**ABOUT THIS EXERCISE**.
Keep only those lines of the records that include the string "uniform".

**Natural-language object grounding data**.
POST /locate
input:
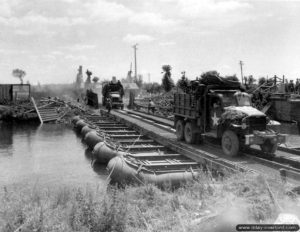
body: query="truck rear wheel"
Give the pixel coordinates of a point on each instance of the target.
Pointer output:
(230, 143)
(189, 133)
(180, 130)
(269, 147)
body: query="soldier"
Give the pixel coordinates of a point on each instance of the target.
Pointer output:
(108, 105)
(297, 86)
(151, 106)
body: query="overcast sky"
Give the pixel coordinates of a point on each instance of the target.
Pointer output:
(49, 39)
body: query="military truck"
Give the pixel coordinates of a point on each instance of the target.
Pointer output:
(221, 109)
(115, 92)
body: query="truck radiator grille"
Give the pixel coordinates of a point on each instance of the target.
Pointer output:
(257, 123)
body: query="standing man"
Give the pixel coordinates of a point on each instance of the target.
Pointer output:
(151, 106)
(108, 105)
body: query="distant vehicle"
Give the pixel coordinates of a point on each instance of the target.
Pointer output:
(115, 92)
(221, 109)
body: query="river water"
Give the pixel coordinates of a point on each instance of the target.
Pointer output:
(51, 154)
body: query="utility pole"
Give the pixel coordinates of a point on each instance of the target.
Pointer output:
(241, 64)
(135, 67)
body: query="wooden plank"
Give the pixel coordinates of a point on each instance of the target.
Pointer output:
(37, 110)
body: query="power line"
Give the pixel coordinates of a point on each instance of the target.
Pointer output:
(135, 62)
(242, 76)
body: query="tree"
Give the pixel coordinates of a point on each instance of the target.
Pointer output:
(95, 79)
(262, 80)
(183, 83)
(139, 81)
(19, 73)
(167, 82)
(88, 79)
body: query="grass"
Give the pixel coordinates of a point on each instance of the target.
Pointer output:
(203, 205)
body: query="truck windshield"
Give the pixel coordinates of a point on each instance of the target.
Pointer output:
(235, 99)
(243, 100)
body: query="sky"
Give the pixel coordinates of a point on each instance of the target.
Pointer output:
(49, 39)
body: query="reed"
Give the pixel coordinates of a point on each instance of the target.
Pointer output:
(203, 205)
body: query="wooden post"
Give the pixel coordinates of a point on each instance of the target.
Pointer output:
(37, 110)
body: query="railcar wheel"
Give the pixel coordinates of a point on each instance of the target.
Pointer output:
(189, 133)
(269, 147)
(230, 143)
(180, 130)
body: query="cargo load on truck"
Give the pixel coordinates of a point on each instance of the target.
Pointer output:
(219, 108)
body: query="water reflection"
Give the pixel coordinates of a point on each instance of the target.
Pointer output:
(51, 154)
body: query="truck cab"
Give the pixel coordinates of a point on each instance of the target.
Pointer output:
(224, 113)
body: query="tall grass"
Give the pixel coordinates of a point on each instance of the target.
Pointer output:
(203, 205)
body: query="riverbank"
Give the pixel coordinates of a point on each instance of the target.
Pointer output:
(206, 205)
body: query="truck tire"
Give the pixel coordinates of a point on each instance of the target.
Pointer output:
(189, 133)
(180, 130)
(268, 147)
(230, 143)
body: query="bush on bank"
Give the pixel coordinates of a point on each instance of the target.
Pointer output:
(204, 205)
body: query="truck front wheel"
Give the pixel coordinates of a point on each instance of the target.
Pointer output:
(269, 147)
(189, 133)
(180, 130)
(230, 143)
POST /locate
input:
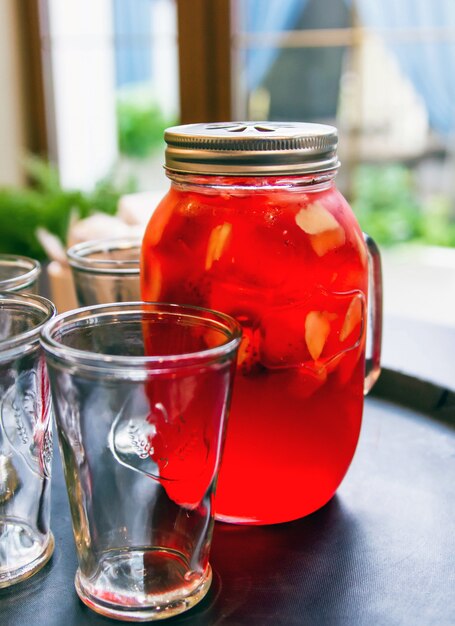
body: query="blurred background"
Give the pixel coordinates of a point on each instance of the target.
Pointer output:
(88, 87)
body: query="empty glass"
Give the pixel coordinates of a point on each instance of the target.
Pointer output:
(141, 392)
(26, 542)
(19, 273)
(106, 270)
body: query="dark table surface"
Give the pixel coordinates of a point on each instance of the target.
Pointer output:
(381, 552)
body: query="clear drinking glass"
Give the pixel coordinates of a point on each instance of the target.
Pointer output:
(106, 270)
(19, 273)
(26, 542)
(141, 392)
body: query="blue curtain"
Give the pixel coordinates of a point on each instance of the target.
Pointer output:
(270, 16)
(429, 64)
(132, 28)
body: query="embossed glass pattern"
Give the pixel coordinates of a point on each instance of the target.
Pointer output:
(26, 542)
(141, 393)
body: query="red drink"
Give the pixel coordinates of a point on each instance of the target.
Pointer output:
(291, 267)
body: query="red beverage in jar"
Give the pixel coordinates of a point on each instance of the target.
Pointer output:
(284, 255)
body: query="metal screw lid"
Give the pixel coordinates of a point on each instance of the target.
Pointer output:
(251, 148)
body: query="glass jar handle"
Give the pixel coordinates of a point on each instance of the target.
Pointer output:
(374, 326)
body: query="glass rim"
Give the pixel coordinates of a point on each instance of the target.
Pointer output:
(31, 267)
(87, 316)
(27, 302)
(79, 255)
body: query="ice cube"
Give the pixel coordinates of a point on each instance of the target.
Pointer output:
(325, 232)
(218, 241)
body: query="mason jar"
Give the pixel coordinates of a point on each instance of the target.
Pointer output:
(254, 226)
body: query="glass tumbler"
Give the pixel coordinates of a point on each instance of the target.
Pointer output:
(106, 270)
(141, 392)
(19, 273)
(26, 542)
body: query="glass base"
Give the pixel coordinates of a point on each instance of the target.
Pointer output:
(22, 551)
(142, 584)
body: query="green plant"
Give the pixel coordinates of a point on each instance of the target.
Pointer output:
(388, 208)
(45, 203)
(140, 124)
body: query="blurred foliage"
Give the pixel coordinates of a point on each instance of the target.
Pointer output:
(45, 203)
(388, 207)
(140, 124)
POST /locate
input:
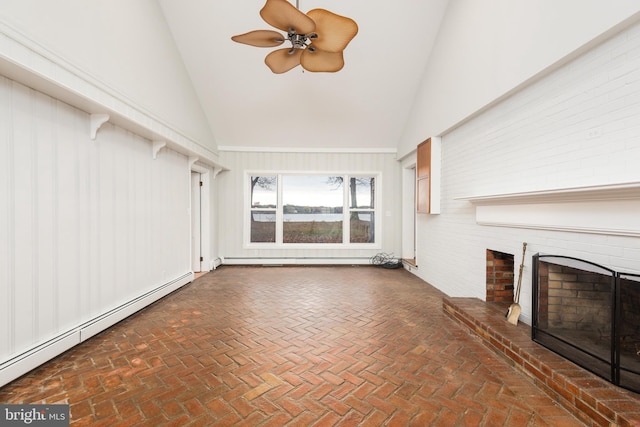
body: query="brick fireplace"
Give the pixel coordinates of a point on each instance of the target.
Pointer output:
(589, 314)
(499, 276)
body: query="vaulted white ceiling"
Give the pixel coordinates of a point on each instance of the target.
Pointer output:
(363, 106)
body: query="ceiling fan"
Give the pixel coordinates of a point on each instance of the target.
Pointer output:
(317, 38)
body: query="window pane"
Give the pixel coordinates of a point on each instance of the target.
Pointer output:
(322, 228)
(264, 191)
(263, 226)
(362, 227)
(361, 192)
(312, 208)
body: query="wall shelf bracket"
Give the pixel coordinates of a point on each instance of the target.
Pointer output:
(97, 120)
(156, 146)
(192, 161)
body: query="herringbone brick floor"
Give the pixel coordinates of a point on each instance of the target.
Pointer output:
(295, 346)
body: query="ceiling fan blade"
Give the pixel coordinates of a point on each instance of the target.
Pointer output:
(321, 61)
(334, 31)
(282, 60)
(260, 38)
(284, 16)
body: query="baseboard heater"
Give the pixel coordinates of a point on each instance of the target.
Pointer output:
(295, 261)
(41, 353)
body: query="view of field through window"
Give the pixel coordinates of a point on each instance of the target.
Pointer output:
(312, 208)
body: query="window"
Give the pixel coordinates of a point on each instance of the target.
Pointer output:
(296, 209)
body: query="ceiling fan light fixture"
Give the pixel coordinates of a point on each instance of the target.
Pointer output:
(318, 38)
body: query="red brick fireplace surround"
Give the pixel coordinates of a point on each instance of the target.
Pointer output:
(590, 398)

==

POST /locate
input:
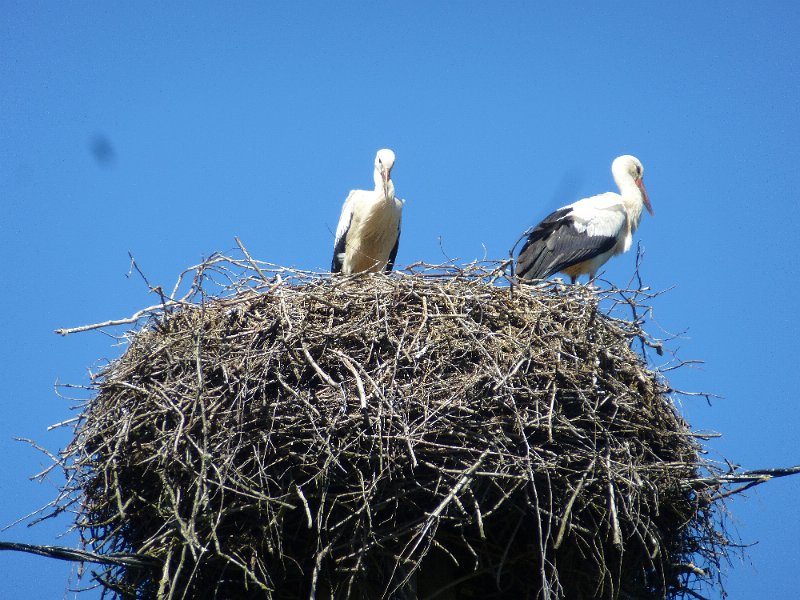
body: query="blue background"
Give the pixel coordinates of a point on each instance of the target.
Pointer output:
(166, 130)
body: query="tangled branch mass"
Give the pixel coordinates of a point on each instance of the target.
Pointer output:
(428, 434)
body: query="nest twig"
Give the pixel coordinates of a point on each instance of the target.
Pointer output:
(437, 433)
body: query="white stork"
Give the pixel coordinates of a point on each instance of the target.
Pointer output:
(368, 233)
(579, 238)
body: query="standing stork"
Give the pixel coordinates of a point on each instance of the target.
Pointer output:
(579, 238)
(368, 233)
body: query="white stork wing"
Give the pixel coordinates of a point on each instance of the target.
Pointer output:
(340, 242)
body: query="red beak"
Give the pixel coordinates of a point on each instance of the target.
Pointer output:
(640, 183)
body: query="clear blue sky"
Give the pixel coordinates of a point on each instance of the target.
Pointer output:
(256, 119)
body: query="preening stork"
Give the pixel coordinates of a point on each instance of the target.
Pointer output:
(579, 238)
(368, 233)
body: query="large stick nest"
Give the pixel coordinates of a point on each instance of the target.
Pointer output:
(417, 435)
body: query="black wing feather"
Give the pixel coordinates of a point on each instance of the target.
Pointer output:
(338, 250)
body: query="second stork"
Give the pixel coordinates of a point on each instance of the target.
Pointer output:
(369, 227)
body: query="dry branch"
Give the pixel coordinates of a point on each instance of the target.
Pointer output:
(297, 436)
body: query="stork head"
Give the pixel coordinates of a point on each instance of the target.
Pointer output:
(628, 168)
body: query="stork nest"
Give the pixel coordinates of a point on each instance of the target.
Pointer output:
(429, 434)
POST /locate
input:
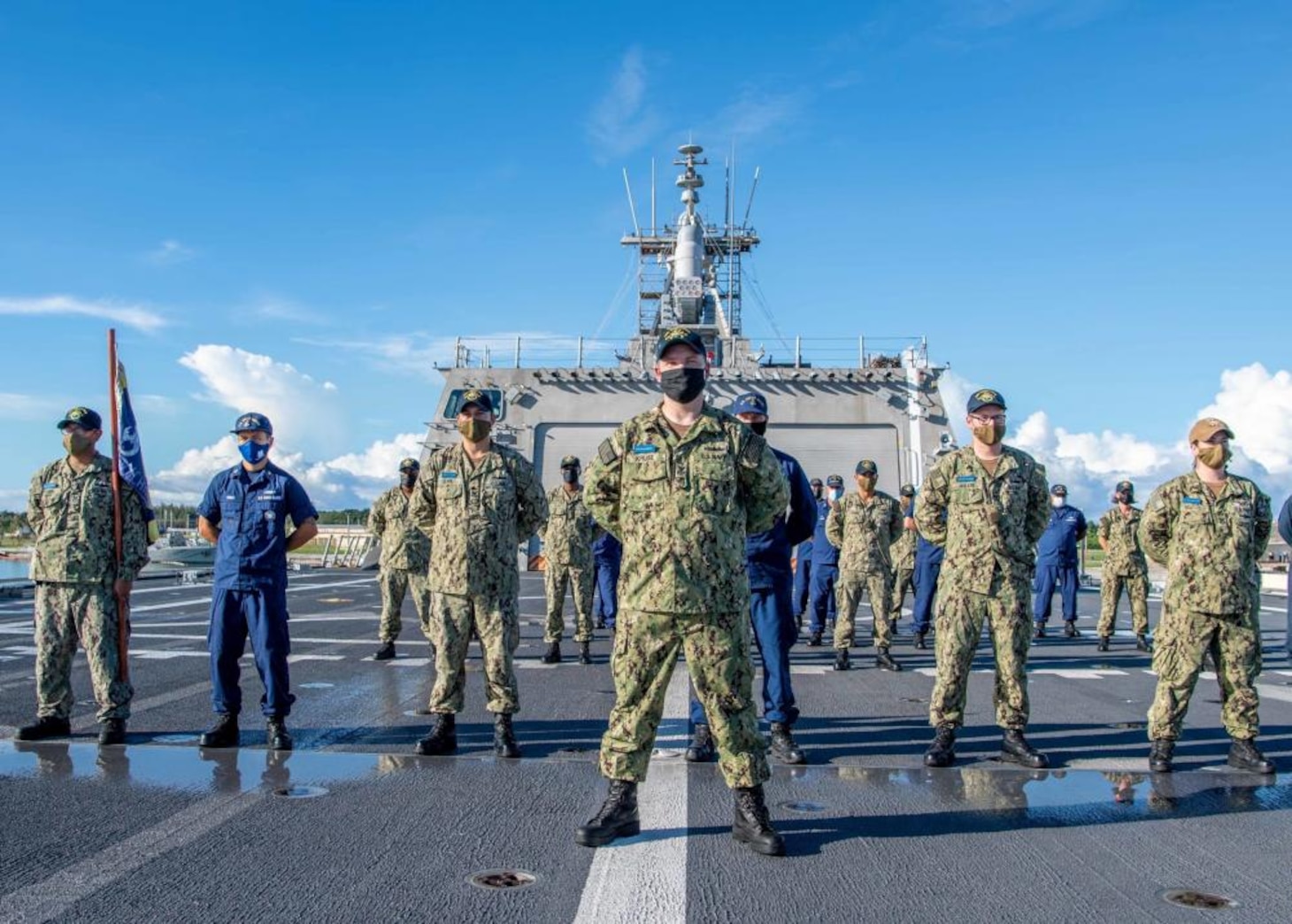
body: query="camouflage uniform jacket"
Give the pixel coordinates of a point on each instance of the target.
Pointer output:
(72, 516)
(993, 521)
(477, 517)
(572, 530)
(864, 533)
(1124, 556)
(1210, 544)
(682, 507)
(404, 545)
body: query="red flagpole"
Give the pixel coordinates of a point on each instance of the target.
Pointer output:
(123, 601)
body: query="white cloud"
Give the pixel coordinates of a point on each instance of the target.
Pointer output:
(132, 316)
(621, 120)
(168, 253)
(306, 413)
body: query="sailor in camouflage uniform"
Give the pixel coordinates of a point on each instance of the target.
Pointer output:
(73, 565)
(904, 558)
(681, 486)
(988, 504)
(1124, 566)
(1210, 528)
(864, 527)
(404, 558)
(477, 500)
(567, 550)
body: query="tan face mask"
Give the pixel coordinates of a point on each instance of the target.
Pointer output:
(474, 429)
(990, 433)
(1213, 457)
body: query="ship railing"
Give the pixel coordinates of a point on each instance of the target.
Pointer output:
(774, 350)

==

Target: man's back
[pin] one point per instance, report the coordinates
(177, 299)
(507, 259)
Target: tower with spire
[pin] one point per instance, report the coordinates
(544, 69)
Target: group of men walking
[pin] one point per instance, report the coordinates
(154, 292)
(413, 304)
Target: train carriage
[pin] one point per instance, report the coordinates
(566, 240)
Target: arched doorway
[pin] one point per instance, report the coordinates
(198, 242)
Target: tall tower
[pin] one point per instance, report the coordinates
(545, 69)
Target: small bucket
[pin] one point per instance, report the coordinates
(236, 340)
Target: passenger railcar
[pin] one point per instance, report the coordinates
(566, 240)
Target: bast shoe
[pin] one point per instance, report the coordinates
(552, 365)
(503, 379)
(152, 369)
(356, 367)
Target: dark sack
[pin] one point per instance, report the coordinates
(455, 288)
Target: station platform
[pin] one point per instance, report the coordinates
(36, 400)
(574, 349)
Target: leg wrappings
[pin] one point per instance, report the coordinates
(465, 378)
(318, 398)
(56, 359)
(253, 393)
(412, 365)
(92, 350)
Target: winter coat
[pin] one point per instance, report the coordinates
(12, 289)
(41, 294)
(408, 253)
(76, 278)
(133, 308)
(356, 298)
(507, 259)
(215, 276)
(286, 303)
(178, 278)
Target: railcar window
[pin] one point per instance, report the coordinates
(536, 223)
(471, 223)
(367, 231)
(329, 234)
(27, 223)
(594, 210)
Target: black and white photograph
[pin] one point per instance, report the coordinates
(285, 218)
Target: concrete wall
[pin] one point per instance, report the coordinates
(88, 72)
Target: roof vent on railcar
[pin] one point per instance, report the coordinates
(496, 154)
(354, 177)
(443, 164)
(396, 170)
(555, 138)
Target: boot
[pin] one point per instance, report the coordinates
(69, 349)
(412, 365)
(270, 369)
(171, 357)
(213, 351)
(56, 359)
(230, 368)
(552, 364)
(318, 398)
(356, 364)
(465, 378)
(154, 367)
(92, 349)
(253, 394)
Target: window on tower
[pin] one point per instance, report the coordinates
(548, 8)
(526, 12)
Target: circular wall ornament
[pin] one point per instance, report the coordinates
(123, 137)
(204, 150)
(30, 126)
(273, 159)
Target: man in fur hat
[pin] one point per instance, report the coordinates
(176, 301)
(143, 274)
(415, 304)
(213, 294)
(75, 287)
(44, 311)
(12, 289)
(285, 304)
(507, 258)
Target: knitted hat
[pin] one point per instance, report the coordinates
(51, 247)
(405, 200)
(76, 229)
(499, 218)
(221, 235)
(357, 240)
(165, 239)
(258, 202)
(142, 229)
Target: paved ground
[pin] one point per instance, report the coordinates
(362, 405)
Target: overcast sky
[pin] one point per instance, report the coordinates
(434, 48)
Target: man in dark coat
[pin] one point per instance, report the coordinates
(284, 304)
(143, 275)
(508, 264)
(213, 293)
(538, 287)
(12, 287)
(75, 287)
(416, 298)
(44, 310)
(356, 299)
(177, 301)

**EXERCISE SOLUTION**.
body: query="camouflage uniform jacket"
body: query="sailor in camouflage uniform"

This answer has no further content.